Every line of the data is to be reproduced exactly.

(Dataset entries)
....

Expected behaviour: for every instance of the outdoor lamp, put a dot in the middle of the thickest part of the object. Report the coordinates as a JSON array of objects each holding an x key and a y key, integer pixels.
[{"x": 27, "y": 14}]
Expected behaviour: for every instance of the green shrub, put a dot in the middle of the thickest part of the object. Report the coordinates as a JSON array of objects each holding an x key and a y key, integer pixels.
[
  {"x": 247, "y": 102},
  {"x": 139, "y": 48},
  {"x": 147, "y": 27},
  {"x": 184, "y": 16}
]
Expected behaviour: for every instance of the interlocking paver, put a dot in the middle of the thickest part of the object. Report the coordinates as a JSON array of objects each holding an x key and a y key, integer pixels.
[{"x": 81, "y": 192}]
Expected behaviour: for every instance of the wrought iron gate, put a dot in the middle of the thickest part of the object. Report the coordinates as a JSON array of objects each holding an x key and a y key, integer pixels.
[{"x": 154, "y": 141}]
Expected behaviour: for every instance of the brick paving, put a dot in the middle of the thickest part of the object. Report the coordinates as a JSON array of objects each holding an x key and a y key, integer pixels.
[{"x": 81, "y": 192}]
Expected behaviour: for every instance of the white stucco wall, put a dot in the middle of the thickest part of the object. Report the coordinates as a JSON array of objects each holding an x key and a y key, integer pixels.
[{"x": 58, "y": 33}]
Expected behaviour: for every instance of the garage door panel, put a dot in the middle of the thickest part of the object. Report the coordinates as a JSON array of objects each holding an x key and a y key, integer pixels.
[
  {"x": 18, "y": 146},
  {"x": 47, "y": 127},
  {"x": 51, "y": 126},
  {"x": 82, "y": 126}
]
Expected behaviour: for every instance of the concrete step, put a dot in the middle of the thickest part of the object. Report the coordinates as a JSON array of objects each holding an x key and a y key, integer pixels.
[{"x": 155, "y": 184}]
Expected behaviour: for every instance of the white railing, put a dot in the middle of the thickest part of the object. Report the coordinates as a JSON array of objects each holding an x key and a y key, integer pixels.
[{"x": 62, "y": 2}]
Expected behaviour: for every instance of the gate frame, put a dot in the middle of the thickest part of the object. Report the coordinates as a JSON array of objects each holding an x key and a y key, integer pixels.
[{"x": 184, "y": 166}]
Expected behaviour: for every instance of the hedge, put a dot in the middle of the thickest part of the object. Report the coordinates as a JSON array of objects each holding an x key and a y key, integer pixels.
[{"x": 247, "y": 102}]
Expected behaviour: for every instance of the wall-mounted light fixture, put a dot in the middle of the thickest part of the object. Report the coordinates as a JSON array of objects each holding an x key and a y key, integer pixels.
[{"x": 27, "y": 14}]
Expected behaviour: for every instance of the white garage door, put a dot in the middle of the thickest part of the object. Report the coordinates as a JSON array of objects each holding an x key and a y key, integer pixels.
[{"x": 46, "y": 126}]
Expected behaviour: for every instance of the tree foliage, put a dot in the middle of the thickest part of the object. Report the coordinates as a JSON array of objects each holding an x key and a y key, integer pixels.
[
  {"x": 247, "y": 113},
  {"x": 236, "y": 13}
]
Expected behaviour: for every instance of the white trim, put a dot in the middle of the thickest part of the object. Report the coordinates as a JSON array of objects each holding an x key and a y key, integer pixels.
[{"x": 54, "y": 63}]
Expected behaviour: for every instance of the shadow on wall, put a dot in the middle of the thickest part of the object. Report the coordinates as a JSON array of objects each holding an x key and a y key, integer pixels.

....

◆ Answer ◆
Expected behaviour: for every instance of the outdoor lamp, put a dot in the middle of the thickest part of the object. Report the coordinates as a JSON array of objects each holding an x key and a y key, integer pixels.
[{"x": 27, "y": 14}]
Expected behaviour: for every instance of the green shrub, put a dot in the middle of the thickest part of the object. Report the coordinates as a JSON array of objects each holding an x key and a y key, integer pixels.
[
  {"x": 247, "y": 102},
  {"x": 139, "y": 48},
  {"x": 147, "y": 27},
  {"x": 184, "y": 16}
]
Expected behaviour: for every instance of the interlocking paver, put a dot in the middle of the thickest part of the object. Report the coordinates as a JSON array of objects each holding an x key and a y key, integer pixels.
[{"x": 81, "y": 192}]
Expected behaviour: for every instance of the wrought iron gate, put a dot in the middle of the thickest part of the object. Report the coordinates as a JSON array of objects each holding an x key and a y key, integer pixels.
[{"x": 154, "y": 141}]
Expected behaviour: for every instance of the brick paving, put a dot in the middle of the thickest part of the object. Report the coordinates as a JSON array of objects each holding an x key and a y key, integer pixels.
[{"x": 81, "y": 192}]
Expected behaviour: for every instance of the white stucco wall, put a dot in the middle of the thickest part of the object. Report the coordinates as a JSON array of objects each holding an x key and a y key, integer pixels.
[{"x": 58, "y": 33}]
Expected behaviour: for every instance of the garage door panel, put a dot in the middle of the thickest part of the object. Report the coordinates as a JSON array of objects each holding an x key and a y key, integer pixels.
[
  {"x": 18, "y": 146},
  {"x": 47, "y": 127},
  {"x": 51, "y": 126},
  {"x": 82, "y": 126}
]
Expected behaviour: for every instance of the concrete step, put a dot in the middle of the thickest part of the object. Report the coordinates as a JSON array of objects each holding an x key and a y key, integer pixels.
[{"x": 155, "y": 184}]
Expected behaviour: for every instance of the white railing, put a dot in the middle of the thickest part of the object. Report the coordinates as a JSON array of objects each holding an x key and a y key, integer pixels.
[{"x": 62, "y": 2}]
Expected behaviour: for every instance of the gate frame, put a dot in the middle of the thickest part of the object. Report the coordinates as a JSON array of objects each holding an x key and a y key, integer pixels.
[{"x": 184, "y": 166}]
Expected behaviour: for every instance of the hedge, put a dot in the middle of the thickest part of the object. Report the coordinates as a JSON array of objects each holding an x key and a y key, integer pixels.
[{"x": 247, "y": 102}]
Expected behaviour: for every instance of the wall-mounted light fixture, put a dot in the middle of the thickest part of the object. Report the coordinates as a JSON array of objects each holding an x key and a y key, integer pixels.
[{"x": 27, "y": 14}]
Expected behaviour: for every instance of the white garage door, put a dot in the middle of the thickest part of the object. Report the coordinates as a JSON array of objects each holding an x key and a y key, integer pixels.
[{"x": 46, "y": 126}]
Expected behaviour: for every instance of the tree foliage, put a dot in the middle of the thickest part of the object. Report the coordinates as a JSON array of objects each holding an x key and a y key, integer pixels.
[
  {"x": 247, "y": 113},
  {"x": 236, "y": 13}
]
Expected behaviour: for every instance of the white trim, put a dot in the middle of the thickest part of the object. Report the coordinates as a JSON array of objects each holding an x key and a y key, integer pixels.
[{"x": 54, "y": 63}]
Expected behaviour: for every instance of the shadow on wall, put a dot in the middle of the thickest part of the object. Report the coordinates as a JSON array of objects each holding an x key and a y key, integer pixels.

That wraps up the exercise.